_Task details_
Rewrite the records below, substituting "central point" for every occurrence of "innermost point" and keeping everything else the same.

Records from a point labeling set
........

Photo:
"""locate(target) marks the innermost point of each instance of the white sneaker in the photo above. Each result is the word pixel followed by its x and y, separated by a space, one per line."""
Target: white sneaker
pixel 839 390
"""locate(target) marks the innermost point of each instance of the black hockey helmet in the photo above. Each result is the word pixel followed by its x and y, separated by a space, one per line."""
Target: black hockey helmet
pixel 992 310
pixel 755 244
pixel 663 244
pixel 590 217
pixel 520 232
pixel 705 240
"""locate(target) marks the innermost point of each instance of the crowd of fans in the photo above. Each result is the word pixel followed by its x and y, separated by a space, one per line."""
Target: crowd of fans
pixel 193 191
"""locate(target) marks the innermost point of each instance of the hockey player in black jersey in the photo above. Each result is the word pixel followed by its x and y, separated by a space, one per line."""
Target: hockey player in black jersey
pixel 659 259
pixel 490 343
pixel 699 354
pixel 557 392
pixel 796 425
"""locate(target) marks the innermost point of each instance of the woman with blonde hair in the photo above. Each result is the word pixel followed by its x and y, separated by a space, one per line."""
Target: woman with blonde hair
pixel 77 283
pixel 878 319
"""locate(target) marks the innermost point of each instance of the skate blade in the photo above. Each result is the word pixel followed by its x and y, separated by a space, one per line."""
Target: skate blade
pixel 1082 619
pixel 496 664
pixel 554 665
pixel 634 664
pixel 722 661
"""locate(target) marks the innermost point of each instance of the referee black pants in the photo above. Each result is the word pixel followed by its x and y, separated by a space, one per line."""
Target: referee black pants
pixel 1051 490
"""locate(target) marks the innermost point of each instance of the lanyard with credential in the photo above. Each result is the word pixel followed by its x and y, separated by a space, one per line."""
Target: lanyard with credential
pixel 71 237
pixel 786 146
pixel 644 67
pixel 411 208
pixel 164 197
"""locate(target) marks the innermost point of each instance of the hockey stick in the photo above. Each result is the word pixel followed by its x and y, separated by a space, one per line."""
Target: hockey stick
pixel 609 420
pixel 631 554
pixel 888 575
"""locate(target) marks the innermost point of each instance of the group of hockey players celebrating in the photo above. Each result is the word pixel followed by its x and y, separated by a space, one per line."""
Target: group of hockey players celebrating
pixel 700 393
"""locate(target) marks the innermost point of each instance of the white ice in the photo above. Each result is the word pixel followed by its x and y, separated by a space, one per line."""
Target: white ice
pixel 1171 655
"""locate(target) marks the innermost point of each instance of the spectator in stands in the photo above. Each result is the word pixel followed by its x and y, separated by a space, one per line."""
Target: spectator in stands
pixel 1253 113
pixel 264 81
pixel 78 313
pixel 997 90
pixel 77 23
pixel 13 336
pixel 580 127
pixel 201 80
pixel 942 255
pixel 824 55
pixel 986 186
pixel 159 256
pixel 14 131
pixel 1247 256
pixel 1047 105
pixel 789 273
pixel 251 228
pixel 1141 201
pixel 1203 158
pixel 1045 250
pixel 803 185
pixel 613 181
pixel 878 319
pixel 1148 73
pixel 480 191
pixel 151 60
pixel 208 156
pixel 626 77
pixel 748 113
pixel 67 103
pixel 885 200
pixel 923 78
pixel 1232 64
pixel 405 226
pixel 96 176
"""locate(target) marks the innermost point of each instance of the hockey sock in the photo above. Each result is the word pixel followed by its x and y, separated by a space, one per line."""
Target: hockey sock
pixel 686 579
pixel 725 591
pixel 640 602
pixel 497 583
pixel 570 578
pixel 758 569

........

_Result of the exercise_
Photo:
"""locate(target) marks the central point of each instance of the white sneaker in the photo above. Each result is the word pixel followed by its x and y, separated by a space, one per line."""
Target: white sneaker
pixel 839 390
"""locate(target) marks the central point of each instance of the black hockey helmet in the photo above. Each result is the word pixel followed by its x and y, separated by a space, one per line."""
Target: black hockey helmet
pixel 992 310
pixel 755 244
pixel 663 244
pixel 590 217
pixel 520 232
pixel 705 240
"""locate(target) marks the central point of each instance of the crowd of fans in the photo above. Each result is the word pixel followed by its x and y, separated by a space, one per line."""
Target: crowd of fans
pixel 193 191
"""locate(target) marks the central point of each instance of the hockey player in black jersey in the photo above. Each result is the word pixel followed by its x and y, separated by a space, one per line."""
Target: hockey player in black jersey
pixel 659 259
pixel 490 343
pixel 699 354
pixel 557 392
pixel 796 425
"""locate(target) marks the central point of each instance of the woman with blonde hair in the photo above. Each result is the word pixel followed by its x and y, separated by a space, one per line."""
Target: woman with blonde hair
pixel 77 283
pixel 878 319
"""locate(target) marks the central point of each instance of the skate blade in the photo above. Each result is the word pixel followed by its x and y, separated by a space, one per line."""
Target: skate blade
pixel 1082 619
pixel 496 664
pixel 554 665
pixel 634 664
pixel 722 661
"""locate(target) marks the central point of each instance of the referee black pants in the photo above. Each result is the word pixel followed by its x and y, separated by a space, one per line."""
Target: referee black pants
pixel 1051 490
"""locate(target) marks the central point of each instance of the lanyard with credential in the photo above. Each result is the word pixel followed by its x and y, separated by a space, one per line."""
Target: lanyard with credential
pixel 71 237
pixel 786 146
pixel 644 67
pixel 411 208
pixel 164 197
"""locate(target) marks the central point of each instance of the hockey stick in the photo above. Each result is the word pixel followed by its x and y, separated by a space, one per line."""
Target: hockey stick
pixel 609 420
pixel 631 554
pixel 888 575
"""locate(target) marks the central point of each instance of the group of hockey players celebrating in the photo above. Each result is the word pixel followed by its x and y, separated by a space, one per line."""
Target: group of hockey players celebrating
pixel 700 393
"""locate(target) marks the central point of each instance of the white ice in the photo above. Each result is the word pixel followed by its x and y, separated by a space, one per line."""
Target: white ice
pixel 1171 655
"""locate(target) marks the central point of each instance of the spectator in stands in the photo above. Each result is the word pixel followed by its x and y, separated by a space, one per line."""
Target: spectator in stands
pixel 1253 113
pixel 264 81
pixel 78 313
pixel 997 90
pixel 77 23
pixel 13 336
pixel 580 127
pixel 201 80
pixel 942 255
pixel 824 55
pixel 986 186
pixel 159 256
pixel 14 131
pixel 1247 256
pixel 1047 105
pixel 789 273
pixel 251 228
pixel 1141 201
pixel 1203 158
pixel 1045 250
pixel 803 185
pixel 613 181
pixel 878 319
pixel 1148 73
pixel 480 191
pixel 151 60
pixel 208 156
pixel 626 77
pixel 748 113
pixel 67 103
pixel 885 200
pixel 923 78
pixel 1232 64
pixel 405 226
pixel 96 176
"""locate(target) marks the central point of each instance of the hockey sock in the photo above. Each result is the word pixel followed by its x and y, separated by a space, one per line."""
Target: hockey sock
pixel 686 579
pixel 725 591
pixel 640 602
pixel 497 583
pixel 570 578
pixel 758 569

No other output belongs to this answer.